Selected extract:
--- START ---

Today, my daughter lies prone on the living room floor, worksheets strewn around her. Her assignment? To draw a picture of herself as a grown up, driving a car – a fantasy she’s had since she hopped in her first Fisher Price mobile in preschool – and to write a story about it. Tears stream down her face as she wails in despair, “I’m not GOOD at drawing people! I don’t know how long to make the arms and I don’t know where to draw the line for the pants or how to shade them or…or…” She’s hiccupping now. I pull her away from the table and have her lie down with me on the couch. We breathe – in for a five second count and then out for a five second count. “I KEEP HICCUPPING!” she bellows. I tell her it’s okay. Just start over with the next breath. We’ll just keep doing it until her body calms down.
After a few minutes, she relaxes against my side. I kiss the top of her sweaty head. I want to tell her that her teacher cares not one fig about arm length or pants shading because she has 32 worksheets to correct, that all this furious emoting is wasted energy and that if she’d just started drawing instead of freaking out over her artistic abilities, she would be done by now. What I say is, “It’s okay if you make a mistake. You know how I know it’s normal for people to make mistakes?” She peers at me sideways through wet lashes. “How?”
“Because erasers exist.”
“Ohhhh,” she says, clearly thinking of her massive eraser collection. “I guess people must make a lot of mistakes if there are so many erasers.”
I tell her about my new motto: done is better than perfect. “Do you know what that means?”
“I think so. If you’re trying too hard to be perfect, you won’t ever get anything done?”
She promises that instead of saying “I’m not good at this” she’ll tell herself “I am going to try this and see how it turns out.” I promise to do the same.

--- END ---

Listed entries:
--- START ---

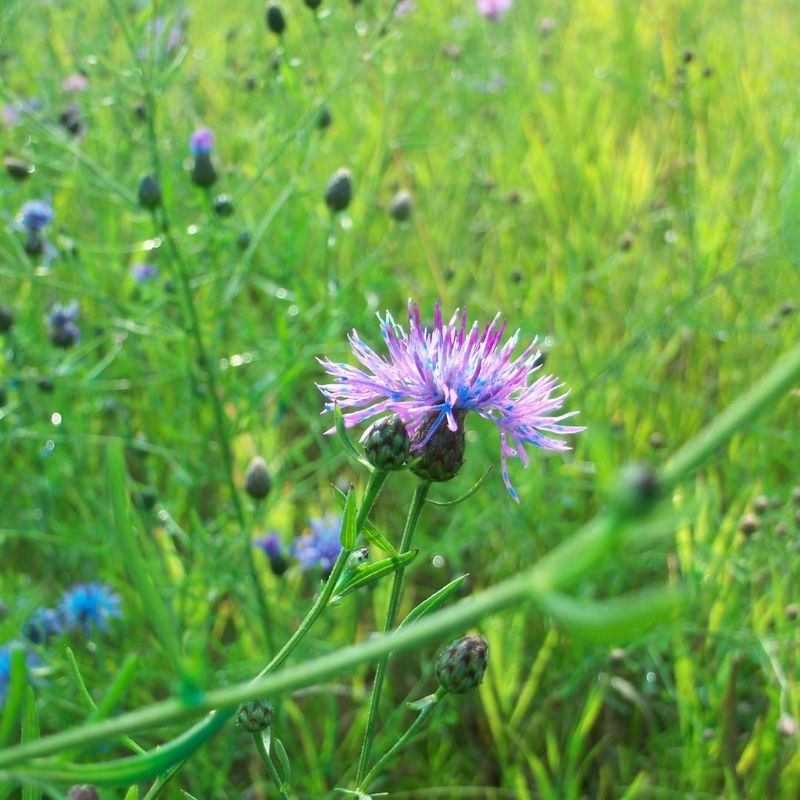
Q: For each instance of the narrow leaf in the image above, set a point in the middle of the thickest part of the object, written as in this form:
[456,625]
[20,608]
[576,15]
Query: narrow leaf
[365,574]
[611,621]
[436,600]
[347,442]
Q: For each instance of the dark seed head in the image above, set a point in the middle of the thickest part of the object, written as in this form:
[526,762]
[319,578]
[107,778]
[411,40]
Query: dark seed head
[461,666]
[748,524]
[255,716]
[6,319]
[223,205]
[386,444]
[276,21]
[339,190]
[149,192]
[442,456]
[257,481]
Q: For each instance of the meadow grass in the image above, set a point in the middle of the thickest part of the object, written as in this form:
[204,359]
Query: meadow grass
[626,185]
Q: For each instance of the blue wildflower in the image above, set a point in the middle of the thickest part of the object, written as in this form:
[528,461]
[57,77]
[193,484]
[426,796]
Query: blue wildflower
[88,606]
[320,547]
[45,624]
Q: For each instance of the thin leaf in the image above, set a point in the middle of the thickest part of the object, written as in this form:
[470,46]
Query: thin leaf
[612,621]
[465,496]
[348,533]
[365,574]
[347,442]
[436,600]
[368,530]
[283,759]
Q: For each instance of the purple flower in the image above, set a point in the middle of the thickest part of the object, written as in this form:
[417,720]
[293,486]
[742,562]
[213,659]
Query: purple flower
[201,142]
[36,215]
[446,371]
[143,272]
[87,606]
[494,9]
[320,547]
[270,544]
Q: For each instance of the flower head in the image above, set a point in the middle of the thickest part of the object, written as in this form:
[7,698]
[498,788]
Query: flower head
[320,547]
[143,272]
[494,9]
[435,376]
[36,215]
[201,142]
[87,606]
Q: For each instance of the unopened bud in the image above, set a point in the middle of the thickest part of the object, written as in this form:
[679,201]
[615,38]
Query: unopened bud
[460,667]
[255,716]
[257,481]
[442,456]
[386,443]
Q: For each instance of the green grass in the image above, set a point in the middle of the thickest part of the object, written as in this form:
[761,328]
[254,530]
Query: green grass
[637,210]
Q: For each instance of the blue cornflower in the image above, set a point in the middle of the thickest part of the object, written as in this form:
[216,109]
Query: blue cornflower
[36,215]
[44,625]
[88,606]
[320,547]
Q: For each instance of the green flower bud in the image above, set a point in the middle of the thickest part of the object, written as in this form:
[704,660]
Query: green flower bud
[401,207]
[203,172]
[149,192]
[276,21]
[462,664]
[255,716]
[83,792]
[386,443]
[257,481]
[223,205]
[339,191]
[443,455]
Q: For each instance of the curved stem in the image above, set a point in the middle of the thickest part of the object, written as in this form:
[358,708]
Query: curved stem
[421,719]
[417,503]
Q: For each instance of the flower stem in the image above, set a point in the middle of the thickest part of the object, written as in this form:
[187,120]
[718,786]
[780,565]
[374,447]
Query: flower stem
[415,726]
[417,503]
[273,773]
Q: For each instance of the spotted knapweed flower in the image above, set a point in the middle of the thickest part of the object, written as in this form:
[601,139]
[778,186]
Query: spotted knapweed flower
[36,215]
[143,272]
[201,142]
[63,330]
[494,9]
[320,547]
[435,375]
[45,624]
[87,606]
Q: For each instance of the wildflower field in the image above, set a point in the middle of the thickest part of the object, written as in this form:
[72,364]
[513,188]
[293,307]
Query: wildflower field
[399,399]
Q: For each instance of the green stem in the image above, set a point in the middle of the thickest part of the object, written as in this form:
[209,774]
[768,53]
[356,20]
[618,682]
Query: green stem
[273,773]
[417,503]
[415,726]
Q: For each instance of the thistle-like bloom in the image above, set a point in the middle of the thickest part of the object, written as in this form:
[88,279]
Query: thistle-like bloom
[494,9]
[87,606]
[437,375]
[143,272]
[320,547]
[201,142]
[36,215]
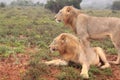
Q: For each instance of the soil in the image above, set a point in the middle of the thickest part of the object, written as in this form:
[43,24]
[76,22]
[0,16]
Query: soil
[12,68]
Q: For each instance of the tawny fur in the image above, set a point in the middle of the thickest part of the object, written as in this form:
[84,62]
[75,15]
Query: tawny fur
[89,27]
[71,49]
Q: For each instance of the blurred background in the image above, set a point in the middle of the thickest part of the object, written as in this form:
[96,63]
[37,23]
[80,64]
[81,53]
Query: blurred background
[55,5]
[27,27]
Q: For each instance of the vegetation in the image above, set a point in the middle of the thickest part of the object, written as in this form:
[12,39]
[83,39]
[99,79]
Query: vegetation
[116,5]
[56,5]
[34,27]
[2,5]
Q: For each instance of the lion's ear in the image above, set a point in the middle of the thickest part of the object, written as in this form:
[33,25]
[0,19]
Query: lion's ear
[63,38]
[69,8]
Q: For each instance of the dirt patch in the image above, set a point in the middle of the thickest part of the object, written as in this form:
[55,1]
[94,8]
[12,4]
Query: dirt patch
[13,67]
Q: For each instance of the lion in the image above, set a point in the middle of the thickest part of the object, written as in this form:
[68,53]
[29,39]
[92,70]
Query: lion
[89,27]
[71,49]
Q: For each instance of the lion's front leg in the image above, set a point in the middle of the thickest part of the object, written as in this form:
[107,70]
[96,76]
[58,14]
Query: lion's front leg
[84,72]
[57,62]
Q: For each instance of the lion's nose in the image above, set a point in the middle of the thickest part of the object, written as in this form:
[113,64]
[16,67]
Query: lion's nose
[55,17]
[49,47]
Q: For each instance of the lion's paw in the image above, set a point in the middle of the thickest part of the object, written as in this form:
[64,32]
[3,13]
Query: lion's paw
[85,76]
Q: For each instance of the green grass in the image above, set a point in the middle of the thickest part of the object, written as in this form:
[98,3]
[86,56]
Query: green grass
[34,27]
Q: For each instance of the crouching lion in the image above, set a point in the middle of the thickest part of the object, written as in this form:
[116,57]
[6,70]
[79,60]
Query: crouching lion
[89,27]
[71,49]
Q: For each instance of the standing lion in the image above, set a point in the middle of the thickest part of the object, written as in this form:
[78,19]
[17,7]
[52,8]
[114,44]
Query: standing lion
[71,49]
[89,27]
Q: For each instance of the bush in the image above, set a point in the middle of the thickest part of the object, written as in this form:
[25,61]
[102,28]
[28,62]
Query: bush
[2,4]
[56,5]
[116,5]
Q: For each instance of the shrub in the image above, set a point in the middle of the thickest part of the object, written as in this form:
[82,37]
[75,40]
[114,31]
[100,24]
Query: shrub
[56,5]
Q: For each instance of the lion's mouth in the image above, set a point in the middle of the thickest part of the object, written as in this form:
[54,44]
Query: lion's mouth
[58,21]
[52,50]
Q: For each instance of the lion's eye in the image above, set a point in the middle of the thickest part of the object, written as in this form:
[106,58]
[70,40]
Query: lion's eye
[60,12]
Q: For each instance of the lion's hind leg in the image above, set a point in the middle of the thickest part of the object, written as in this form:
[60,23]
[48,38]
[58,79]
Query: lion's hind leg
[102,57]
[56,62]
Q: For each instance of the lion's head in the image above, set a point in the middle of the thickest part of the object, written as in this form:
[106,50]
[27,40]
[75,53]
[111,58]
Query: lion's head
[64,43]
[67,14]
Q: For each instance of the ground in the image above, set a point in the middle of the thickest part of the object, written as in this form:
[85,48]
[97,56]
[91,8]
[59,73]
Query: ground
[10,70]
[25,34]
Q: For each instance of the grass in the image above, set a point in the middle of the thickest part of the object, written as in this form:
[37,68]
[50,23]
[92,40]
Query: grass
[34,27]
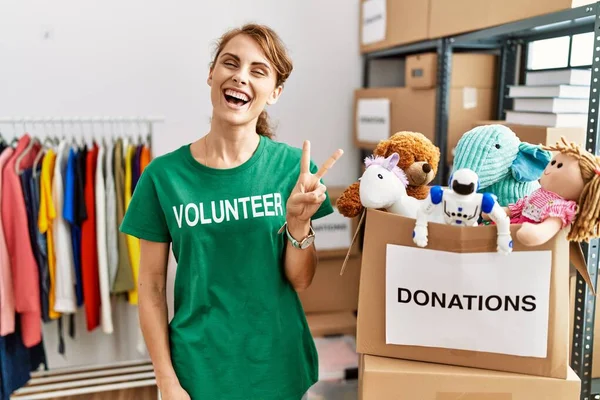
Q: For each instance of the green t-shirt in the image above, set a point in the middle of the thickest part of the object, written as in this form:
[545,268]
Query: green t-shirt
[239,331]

--- END ---

Reproduce the full account of the daughter's drawing assignment, word for word. The entries were taken from an unrelated source.

Today, my daughter lies prone on the living room floor, worksheets strewn around her. Her assignment? To draw a picture of herself as a grown up, driving a car – a fantasy she’s had since she hopped in her first Fisher Price mobile in preschool – and to write a story about it. Tears stream down her face as she wails in despair, “I’m not GOOD at drawing people! I don’t know how long to make the arms and I don’t know where to draw the line for the pants or how to shade them or…or…” She’s hiccupping now. I pull her away from the table and have her lie down with me on the couch. We breathe – in for a five second count and then out for a five second count. “I KEEP HICCUPPING!” she bellows. I tell her it’s okay. Just start over with the next breath. We’ll just keep doing it until her body calms down.
After a few minutes, she relaxes against my side. I kiss the top of her sweaty head. I want to tell her that her teacher cares not one fig about arm length or pants shading because she has 32 worksheets to correct, that all this furious emoting is wasted energy and that if she’d just started drawing instead of freaking out over her artistic abilities, she would be done by now. What I say is, “It’s okay if you make a mistake. You know how I know it’s normal for people to make mistakes?” She peers at me sideways through wet lashes. “How?”
“Because erasers exist.”
“Ohhhh,” she says, clearly thinking of her massive eraser collection. “I guess people must make a lot of mistakes if there are so many erasers.”
I tell her about my new motto: done is better than perfect. “Do you know what that means?”
“I think so. If you’re trying too hard to be perfect, you won’t ever get anything done?”
She promises that instead of saying “I’m not good at this” she’ll tell herself “I am going to try this and see how it turns out.” I promise to do the same.